Passage START

Standard abbreviations
- ISO 4: Ichthyol. Herpetol.

Indexing
- CODEN: COPAAR
- ISSN: 0045-8511 (print) 1938-5110 (web)
- LCCN: a43003155
- JSTOR: 00458511
- OCLC no.: 01565060

Links
- Journal homepage; Online access; Online archive; Ichthyology & Herpetology supplemental material website;

= Ichthyology & Herpetology =

Ichthyology & Herpetology (formerly Copeia) is a quarterly peer-reviewed scientific journal covering research in ichthyology and herpetology that was originally named after Edward Drinker Cope, a prominent American researcher in these fields. It is the official journal of the American Society of Ichthyologists and Herpetologists. According to the Journal Citation Reports, Copeia has a 2021 impact factor of 1.857, ranking it 65th out of 176 journals in the category "Zoology".

== History ==
On December 27, 1913, John Treadwell Nichols published the first issue of Copeia. This issue consisted of a single piece of paper folded to form four pages of information with five articles. The cover of the pamphlet bore the inscription: "Published by the contributors to advance the science of coldblooded vertebrates." In 2020, the American Society of Ichthyologists and Herpetologists voted to rename the journal, Ichthyology & Herpetology.

Passage END

**Requirement 1:**
Answer these from the passage about the journal Ichthyology & Herpetology:
(a) Who published the first issue of Copeia, and on what date?
(b) What was the journal's 2021 impact factor?
(c) In what year did the society vote to rename the journal?
**Requirement 2:** Carry on the passage about the journal Ichthyology & Herpetology, starting right after its last sentence.
The records that come next are separate material and have no connection to the passage about the journal.

Data shown START

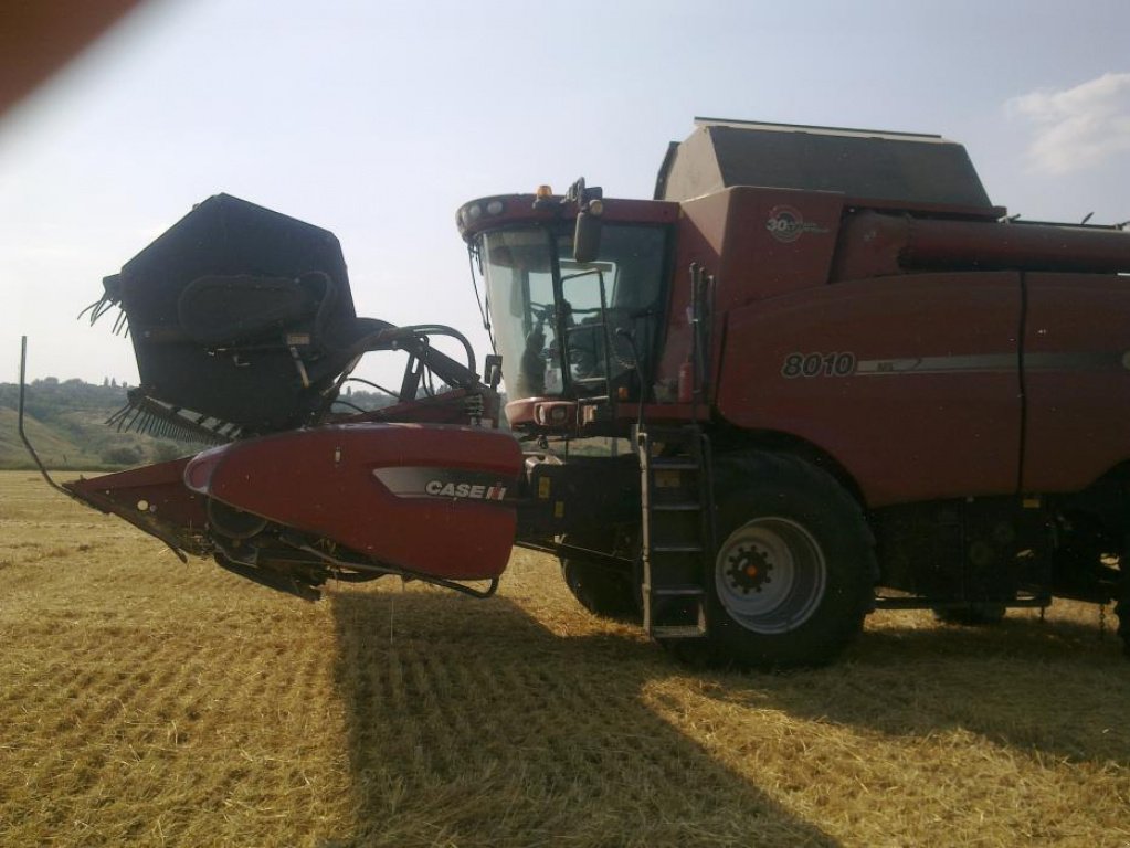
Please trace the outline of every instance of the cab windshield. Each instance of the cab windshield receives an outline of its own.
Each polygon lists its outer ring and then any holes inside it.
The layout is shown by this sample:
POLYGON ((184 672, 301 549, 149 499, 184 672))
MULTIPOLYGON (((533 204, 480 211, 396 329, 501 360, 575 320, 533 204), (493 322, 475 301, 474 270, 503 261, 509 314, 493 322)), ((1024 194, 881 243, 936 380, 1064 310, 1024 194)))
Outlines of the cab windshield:
POLYGON ((638 397, 659 341, 661 227, 606 224, 583 264, 572 233, 546 227, 486 233, 479 250, 510 400, 638 397))

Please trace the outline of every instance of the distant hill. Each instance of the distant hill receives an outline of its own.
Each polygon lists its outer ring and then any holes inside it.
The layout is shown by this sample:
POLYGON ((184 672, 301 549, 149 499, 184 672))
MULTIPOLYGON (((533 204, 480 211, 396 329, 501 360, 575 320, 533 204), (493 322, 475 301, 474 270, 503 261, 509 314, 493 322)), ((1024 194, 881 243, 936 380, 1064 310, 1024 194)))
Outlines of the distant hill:
MULTIPOLYGON (((124 386, 37 379, 27 386, 24 428, 50 469, 124 467, 193 451, 192 446, 169 439, 106 427, 106 419, 124 405, 124 386)), ((19 440, 18 406, 19 386, 0 383, 0 469, 34 467, 19 440)))
MULTIPOLYGON (((195 453, 200 445, 119 432, 106 426, 125 405, 125 386, 94 385, 80 379, 37 379, 25 393, 24 429, 49 469, 119 469, 163 462, 195 453)), ((391 397, 350 392, 351 406, 376 409, 391 397)), ((19 386, 0 383, 0 469, 35 467, 18 435, 19 386)), ((341 408, 342 411, 348 409, 341 408)))

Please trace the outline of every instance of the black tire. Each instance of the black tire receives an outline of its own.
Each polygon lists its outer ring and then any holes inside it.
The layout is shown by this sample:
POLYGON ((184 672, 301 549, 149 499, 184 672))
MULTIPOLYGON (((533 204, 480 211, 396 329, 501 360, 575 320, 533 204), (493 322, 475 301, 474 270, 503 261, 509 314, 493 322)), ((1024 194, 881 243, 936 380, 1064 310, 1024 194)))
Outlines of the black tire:
POLYGON ((990 627, 1005 620, 1005 604, 971 602, 965 606, 937 607, 933 617, 944 624, 990 627))
POLYGON ((827 472, 770 453, 720 461, 715 491, 707 644, 690 655, 757 668, 834 659, 875 606, 875 539, 859 504, 827 472))
POLYGON ((1130 657, 1130 568, 1120 566, 1120 569, 1122 572, 1119 576, 1119 600, 1114 604, 1114 614, 1119 617, 1122 653, 1130 657))
MULTIPOLYGON (((615 528, 600 528, 570 533, 562 540, 566 544, 610 553, 616 545, 615 528)), ((632 619, 638 615, 638 589, 631 570, 623 572, 583 557, 562 557, 562 577, 585 610, 593 615, 609 619, 632 619)))

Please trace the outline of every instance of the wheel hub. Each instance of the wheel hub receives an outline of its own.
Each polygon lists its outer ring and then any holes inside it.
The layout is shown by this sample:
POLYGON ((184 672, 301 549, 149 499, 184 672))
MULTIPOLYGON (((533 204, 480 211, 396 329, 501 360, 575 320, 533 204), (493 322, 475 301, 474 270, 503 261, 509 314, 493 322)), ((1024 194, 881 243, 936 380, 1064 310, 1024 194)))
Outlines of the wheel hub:
POLYGON ((760 592, 766 583, 773 582, 770 576, 773 562, 768 553, 756 544, 739 547, 727 559, 727 577, 742 595, 760 592))
POLYGON ((824 551, 792 518, 765 516, 737 527, 719 548, 718 600, 756 633, 785 633, 816 612, 827 585, 824 551))

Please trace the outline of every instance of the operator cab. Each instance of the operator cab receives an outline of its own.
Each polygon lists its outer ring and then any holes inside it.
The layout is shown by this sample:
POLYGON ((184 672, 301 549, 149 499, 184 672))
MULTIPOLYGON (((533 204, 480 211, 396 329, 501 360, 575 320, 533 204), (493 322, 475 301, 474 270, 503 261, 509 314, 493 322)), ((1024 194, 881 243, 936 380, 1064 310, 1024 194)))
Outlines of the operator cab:
MULTIPOLYGON (((556 208, 546 215, 544 199, 510 198, 510 215, 476 231, 467 227, 463 235, 485 282, 511 426, 601 435, 610 430, 602 425, 616 418, 617 404, 650 400, 666 312, 669 227, 646 220, 654 215, 601 215, 599 221, 590 216, 585 244, 576 245, 579 207, 566 200, 553 199, 556 208)), ((468 204, 461 224, 476 206, 498 208, 501 201, 468 204)))

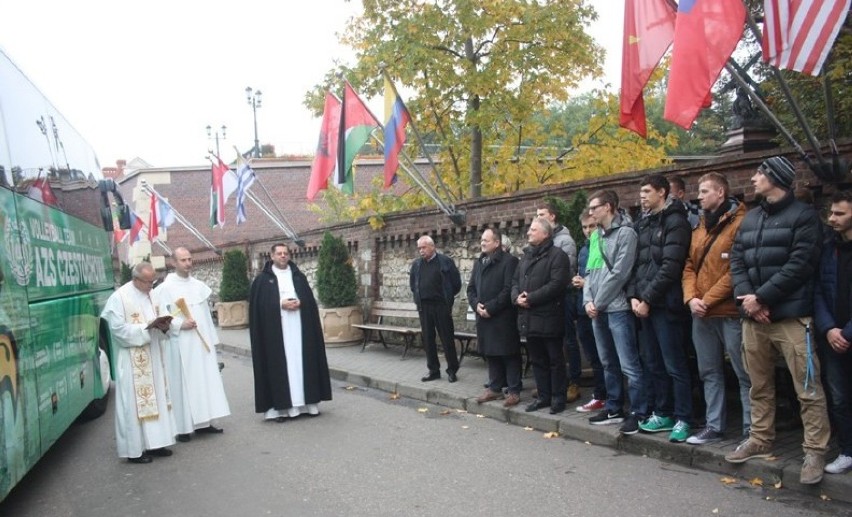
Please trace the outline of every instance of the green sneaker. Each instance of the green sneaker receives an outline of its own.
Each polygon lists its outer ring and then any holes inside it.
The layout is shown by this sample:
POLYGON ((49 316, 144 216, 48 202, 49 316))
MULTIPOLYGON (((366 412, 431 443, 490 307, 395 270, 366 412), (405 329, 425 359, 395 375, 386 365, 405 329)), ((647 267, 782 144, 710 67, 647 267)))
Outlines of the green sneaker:
POLYGON ((652 414, 650 418, 639 424, 639 429, 646 433, 671 431, 673 428, 674 418, 670 416, 657 416, 652 414))
POLYGON ((674 443, 683 443, 689 437, 689 424, 683 420, 678 420, 669 435, 669 441, 674 443))

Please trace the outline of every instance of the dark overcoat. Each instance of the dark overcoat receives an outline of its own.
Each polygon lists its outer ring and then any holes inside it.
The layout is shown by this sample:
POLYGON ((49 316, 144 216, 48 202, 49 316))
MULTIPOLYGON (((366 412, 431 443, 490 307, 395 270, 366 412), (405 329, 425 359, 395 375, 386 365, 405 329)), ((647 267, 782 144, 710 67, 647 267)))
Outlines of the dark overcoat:
POLYGON ((516 355, 521 352, 517 313, 512 305, 512 279, 518 259, 500 249, 483 262, 485 254, 473 265, 467 284, 467 300, 476 313, 481 303, 490 318, 476 315, 476 344, 485 356, 516 355))
MULTIPOLYGON (((301 303, 299 316, 302 323, 305 403, 316 404, 322 400, 331 400, 331 379, 319 308, 305 275, 293 262, 288 267, 293 270, 293 286, 301 303)), ((281 299, 278 279, 272 272, 272 261, 267 261, 263 271, 252 282, 249 304, 254 409, 257 413, 263 413, 269 408, 289 409, 293 403, 290 400, 287 357, 281 331, 281 299)))

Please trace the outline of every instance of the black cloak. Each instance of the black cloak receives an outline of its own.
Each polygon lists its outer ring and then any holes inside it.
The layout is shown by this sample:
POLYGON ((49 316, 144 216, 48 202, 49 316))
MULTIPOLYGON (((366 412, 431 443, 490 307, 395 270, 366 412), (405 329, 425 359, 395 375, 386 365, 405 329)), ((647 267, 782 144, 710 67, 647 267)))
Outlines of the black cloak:
MULTIPOLYGON (((331 379, 325 356, 325 341, 319 309, 308 279, 292 261, 293 285, 299 297, 302 322, 302 369, 305 382, 305 404, 331 400, 331 379)), ((290 382, 287 358, 281 332, 281 299, 278 279, 272 272, 272 261, 255 277, 249 295, 249 334, 254 367, 254 409, 264 413, 270 408, 289 409, 290 382)))

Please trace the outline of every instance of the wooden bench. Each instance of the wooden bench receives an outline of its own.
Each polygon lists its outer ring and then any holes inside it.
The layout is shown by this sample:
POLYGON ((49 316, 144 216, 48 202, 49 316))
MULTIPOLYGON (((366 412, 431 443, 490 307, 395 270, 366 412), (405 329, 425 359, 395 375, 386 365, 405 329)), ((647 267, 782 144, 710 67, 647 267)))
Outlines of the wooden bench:
POLYGON ((420 315, 417 313, 417 304, 414 302, 391 302, 385 300, 377 300, 373 302, 373 308, 370 311, 368 321, 353 327, 364 331, 364 344, 361 345, 363 352, 367 348, 367 343, 373 333, 377 333, 379 341, 387 348, 385 342, 385 333, 399 334, 402 336, 405 343, 405 350, 402 352, 402 358, 405 359, 408 354, 408 349, 414 344, 414 340, 420 335, 420 315), (399 318, 402 320, 414 320, 417 322, 416 327, 406 327, 402 325, 388 325, 383 323, 385 318, 399 318))

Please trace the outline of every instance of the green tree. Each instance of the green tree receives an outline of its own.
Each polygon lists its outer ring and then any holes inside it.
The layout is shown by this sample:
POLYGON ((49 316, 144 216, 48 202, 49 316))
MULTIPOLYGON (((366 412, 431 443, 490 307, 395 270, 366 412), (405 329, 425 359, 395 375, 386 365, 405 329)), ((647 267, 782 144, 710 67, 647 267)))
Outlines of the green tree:
POLYGON ((340 237, 331 232, 322 236, 317 258, 317 298, 323 307, 347 307, 358 299, 358 282, 349 250, 340 237))
POLYGON ((585 32, 597 15, 585 0, 365 0, 363 6, 342 38, 357 65, 330 72, 306 103, 321 106, 341 71, 365 95, 378 94, 384 66, 413 92, 409 109, 421 133, 440 143, 442 178, 458 198, 478 198, 492 183, 504 191, 503 170, 523 169, 520 161, 537 166, 550 153, 517 152, 519 140, 538 147, 547 139, 534 114, 600 74, 602 49, 585 32))
POLYGON ((219 285, 219 301, 239 302, 248 300, 249 280, 246 254, 242 250, 225 252, 222 264, 222 283, 219 285))

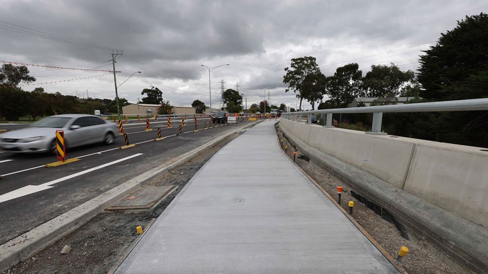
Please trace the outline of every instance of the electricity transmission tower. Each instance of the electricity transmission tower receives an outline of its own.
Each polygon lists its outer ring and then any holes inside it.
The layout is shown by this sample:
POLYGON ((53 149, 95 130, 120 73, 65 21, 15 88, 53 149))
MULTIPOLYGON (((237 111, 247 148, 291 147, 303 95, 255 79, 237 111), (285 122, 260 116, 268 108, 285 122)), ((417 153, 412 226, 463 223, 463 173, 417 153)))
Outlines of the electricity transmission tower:
POLYGON ((218 107, 222 109, 225 109, 225 106, 224 103, 224 92, 225 91, 225 82, 224 82, 223 79, 220 80, 219 82, 220 83, 220 103, 218 105, 218 107))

Data shown END

**Answer box 1:**
(a) John Treadwell Nichols, on December 27, 1913.
(b) 1.857.
(c) 2020.

**Answer box 2:**
=== Name change ===
The journal was named after Edward Drinker Cope, a renowned 19th century herpetologist, naturalist, and paleontologist, who identified thousands of vertebrate species. In 2020, members of the Society raised the issue that the name of the journal be changed because Cope, a staunch Lamarckian, flaunted his views on race and women, which were undeniably offensive even during his Civil War-era lifetime: Cope's younger friend and colleague Charles R. Knight is on record for describing Cope as having "the filthiest mouth" among all his acquaintances.

The editor of the journal, W. Leo Smith, formally recommended the change of the journal's name on 29 June 2020 to the Society's Board of Governors. The American Society of Ichthyologists and Herpetologists' Executive Committee and Board of Governors voted to change the name of the journal on 2 July 2020. The journal was renamed Ichthyology & Herpetology in early 2021. On 19 March 2021, the first three articles of Ichthyology & Herpetology were published online. These three articles covered the history, context, and reasons for the name change, including an introduction from the journal's editor, an interview with the individuals voicing concerns about the name of the journal, and an essay (The Exact and Very Strange Truth) by the author, John Nichols, who is a grandson of the journal's founder, John Treadwell Nichols.